**Prompt**
Gather every line of the records that contains the word "concrete" and copy each one in full. Case counts.

:::::

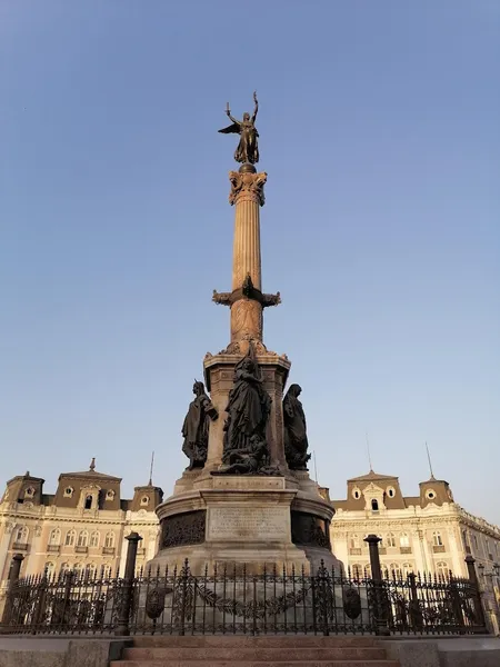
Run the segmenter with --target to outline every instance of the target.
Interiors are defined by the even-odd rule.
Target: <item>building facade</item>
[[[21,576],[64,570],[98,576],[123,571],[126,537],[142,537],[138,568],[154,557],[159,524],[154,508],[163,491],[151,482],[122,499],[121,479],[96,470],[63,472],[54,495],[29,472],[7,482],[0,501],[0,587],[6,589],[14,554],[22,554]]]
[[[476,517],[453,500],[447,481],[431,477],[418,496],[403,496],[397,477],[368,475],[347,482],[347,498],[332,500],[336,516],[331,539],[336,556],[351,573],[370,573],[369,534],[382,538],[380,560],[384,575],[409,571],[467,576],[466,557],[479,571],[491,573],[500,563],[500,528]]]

:::::

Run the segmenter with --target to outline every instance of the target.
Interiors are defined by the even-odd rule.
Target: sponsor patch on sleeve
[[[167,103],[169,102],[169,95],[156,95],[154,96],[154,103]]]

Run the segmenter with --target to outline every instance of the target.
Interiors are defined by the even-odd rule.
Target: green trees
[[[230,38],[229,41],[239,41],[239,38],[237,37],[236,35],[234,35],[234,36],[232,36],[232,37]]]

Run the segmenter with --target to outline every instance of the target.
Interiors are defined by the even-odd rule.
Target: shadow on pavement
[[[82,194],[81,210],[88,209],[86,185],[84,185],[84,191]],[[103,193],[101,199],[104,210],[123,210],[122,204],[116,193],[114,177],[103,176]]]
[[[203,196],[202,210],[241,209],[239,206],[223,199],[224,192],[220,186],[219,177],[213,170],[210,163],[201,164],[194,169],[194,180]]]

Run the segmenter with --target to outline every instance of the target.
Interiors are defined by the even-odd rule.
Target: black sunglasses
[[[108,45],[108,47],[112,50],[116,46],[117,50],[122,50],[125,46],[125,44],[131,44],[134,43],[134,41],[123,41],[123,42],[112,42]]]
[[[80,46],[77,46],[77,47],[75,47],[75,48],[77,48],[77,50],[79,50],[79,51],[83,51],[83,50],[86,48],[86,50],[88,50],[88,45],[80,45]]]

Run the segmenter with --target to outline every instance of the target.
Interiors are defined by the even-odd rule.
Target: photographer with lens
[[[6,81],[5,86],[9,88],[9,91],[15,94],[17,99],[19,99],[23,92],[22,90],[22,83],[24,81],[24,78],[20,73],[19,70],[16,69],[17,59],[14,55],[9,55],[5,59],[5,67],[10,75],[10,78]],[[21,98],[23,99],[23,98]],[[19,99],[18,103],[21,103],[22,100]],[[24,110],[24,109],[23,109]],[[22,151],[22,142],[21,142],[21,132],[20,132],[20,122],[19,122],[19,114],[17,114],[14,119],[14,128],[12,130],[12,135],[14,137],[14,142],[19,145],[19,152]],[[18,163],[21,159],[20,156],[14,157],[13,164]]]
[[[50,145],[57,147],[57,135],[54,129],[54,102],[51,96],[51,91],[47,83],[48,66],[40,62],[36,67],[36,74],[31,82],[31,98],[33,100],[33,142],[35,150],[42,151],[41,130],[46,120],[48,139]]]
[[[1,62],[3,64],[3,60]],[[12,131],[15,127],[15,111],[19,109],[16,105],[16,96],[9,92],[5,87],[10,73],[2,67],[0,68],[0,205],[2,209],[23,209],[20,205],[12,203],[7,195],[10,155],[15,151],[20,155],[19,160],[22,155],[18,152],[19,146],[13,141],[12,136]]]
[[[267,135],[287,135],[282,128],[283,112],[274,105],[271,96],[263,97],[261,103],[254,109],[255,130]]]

:::::

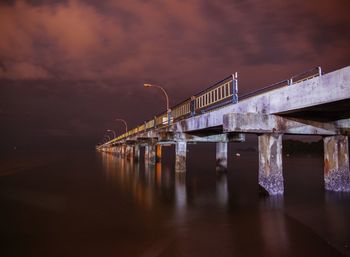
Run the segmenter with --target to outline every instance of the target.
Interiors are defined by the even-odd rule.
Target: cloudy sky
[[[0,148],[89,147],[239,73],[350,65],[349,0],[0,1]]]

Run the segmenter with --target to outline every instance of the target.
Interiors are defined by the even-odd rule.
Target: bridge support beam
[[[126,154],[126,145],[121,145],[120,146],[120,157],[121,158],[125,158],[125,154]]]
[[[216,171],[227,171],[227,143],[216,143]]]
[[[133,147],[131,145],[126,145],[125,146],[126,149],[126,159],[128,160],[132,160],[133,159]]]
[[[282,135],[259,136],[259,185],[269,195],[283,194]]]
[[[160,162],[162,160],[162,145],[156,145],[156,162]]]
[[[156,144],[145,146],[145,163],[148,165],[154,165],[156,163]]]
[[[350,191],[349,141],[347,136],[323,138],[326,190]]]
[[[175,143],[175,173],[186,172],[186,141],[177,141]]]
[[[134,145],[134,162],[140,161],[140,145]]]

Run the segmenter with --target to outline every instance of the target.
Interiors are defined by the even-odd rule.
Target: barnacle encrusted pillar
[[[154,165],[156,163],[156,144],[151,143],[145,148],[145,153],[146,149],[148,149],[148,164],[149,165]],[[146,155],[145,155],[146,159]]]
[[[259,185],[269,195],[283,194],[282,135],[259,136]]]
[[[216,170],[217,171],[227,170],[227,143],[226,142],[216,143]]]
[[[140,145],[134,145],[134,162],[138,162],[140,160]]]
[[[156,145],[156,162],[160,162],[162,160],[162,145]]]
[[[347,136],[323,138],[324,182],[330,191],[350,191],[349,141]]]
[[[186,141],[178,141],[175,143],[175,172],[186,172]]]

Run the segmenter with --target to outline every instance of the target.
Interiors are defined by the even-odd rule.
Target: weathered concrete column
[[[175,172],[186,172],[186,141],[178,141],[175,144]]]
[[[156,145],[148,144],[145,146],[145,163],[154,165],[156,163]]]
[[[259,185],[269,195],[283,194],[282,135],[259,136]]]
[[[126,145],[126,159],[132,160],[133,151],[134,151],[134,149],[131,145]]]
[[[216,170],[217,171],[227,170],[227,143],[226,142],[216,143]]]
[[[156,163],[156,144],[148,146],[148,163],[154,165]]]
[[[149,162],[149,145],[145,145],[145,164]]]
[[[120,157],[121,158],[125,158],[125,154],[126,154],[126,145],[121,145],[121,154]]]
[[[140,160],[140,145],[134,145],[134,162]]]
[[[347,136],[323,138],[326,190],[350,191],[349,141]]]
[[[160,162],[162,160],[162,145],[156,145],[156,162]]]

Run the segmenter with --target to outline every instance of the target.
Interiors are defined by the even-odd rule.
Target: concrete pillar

:::::

**Exercise response**
Target: weathered concrete column
Target: concrete pillar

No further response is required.